In either case, the @nt{character_literal} denotes the
@nt{enumeration_literal_specification}.
@begin{Discussion}
  See @RefSecNum(Selected Components) for the resolution rules for a
  @nt<selector_name> that is a @nt<character_literal>.
@end{Discussion}

@PDefn2{Term=[expected type],Sec=(string_literal)}
The expected type for a @nt{primary} that is a @nt<string_literal>
shall be a single string type.
@end{Resolution}

@begin{Legality}
A @nt{character_literal} that is a @nt<name> shall correspond to a
@nt<defining_character_literal> of the expected type, or
of the result type of the expected profile.

For each character of a @nt{string_literal} with a given
expected string type, there shall be
a corresponding @nt<defining_character_literal> of
the component type of the expected string type.

@ChgRef{Version=[2],Kind=[Deleted],ARef=[AI95-00230-01],ARef=[AI95-00231-01]}
@ChgDeleted{Version=[2],Text=[A literal @s<null>@ChgNote{We use @S since this
isn't a non-terminal, and since it is deleted we don't want to fix it.} shall
not be of an anonymous
access type@Redundant[, since such types do not have a null value
(see @RefSecNum{Access Types})].]}
@begin{Reason}
@ChgRef{Version=[2],Kind=[DeletedNoDelMsg]}
@ChgDeleted{Version=[2],Text=[This is a legality rule rather than an overloading
rule, to simplify implementations.]}
@end{Reason}
@end{Legality}

@begin{StaticSem}
@ChgRef{Version=[2],Kind=[Revised],ARef=[AI95-00230-01]}
An integer literal is of type @i{universal_integer}.

▸ **CHALLENGES**
(1) According to the excerpt, what must the expected type be for a primary that is a string_literal?
(2) Reproduce the rows in the stretch from "Ground the dining chair." through "xmin=48 ymin=33 xmax=61 ymax=56", changing "Ground" to "Locate" and leaving all else as is.
The excerpt and the rows come from unrelated sources.

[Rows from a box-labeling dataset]
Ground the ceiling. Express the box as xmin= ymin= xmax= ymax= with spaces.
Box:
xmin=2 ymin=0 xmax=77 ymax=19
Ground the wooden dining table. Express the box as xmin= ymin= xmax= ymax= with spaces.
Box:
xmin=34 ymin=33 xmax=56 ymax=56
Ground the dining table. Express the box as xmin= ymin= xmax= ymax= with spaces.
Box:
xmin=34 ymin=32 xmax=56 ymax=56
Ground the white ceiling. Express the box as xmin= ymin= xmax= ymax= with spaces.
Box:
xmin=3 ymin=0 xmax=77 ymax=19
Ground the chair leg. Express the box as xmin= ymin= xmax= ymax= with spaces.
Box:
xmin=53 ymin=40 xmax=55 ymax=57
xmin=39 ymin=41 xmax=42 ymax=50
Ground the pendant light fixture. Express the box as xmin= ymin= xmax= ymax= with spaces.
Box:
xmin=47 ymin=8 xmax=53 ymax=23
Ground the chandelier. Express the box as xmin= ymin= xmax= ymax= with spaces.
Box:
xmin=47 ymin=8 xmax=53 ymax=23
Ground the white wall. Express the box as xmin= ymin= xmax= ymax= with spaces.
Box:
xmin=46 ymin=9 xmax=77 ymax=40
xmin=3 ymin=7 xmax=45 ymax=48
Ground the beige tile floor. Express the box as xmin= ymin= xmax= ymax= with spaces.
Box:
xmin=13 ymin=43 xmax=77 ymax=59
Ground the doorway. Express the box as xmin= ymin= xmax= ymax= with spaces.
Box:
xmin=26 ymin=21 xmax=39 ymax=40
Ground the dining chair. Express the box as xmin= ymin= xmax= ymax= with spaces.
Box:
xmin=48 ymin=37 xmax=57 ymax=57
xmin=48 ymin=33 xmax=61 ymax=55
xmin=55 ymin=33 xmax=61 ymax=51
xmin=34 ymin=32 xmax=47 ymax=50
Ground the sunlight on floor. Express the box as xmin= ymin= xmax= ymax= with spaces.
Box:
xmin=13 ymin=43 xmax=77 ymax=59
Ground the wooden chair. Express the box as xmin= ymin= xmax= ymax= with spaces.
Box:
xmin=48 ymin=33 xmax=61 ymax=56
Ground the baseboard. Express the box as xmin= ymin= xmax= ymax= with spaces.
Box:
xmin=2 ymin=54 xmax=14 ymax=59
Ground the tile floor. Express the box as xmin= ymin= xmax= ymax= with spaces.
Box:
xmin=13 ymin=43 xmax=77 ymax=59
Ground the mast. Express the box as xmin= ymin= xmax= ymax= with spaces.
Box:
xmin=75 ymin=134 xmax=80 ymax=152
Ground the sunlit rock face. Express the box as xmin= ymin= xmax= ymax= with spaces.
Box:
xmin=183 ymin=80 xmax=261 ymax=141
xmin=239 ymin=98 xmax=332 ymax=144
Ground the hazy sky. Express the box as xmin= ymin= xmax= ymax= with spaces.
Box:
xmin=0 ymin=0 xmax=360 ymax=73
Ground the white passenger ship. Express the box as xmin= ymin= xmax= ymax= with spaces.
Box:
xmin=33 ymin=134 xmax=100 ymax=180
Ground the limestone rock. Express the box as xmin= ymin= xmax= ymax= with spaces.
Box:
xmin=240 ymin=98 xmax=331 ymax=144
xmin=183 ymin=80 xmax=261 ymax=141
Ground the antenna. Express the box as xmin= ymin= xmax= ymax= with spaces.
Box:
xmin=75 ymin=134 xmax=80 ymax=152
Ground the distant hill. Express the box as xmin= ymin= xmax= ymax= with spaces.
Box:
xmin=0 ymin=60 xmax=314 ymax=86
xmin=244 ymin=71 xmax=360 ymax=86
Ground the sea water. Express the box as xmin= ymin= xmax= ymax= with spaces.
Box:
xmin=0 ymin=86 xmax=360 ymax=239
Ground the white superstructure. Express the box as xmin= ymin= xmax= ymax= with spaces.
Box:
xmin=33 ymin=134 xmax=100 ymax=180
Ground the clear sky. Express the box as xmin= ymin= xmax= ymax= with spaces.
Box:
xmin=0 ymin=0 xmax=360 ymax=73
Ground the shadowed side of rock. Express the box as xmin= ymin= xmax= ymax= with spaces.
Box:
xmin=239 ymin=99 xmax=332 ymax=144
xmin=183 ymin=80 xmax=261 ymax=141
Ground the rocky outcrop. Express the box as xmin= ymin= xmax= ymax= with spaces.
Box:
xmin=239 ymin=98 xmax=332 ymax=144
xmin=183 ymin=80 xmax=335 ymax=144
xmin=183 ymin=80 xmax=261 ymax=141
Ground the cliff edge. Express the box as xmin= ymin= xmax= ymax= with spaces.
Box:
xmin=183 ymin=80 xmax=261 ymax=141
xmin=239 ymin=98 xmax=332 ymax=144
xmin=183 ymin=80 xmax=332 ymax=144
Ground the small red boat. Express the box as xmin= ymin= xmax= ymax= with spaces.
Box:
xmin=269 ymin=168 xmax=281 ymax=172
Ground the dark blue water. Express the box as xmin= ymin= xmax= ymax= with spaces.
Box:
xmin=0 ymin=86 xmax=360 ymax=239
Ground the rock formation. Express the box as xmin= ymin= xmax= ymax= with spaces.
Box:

▸ **PER-TASK OUTPUTS**
(1) A single string type.

(2)
Locate the dining chair. Express the box as xmin= ymin= xmax= ymax= with spaces.
Box:
xmin=48 ymin=37 xmax=57 ymax=57
xmin=48 ymin=33 xmax=61 ymax=55
xmin=55 ymin=33 xmax=61 ymax=51
xmin=34 ymin=32 xmax=47 ymax=50
Locate the sunlight on floor. Express the box as xmin= ymin= xmax= ymax= with spaces.
Box:
xmin=13 ymin=43 xmax=77 ymax=59
Locate the wooden chair. Express the box as xmin= ymin= xmax= ymax= with spaces.
Box:
xmin=48 ymin=33 xmax=61 ymax=56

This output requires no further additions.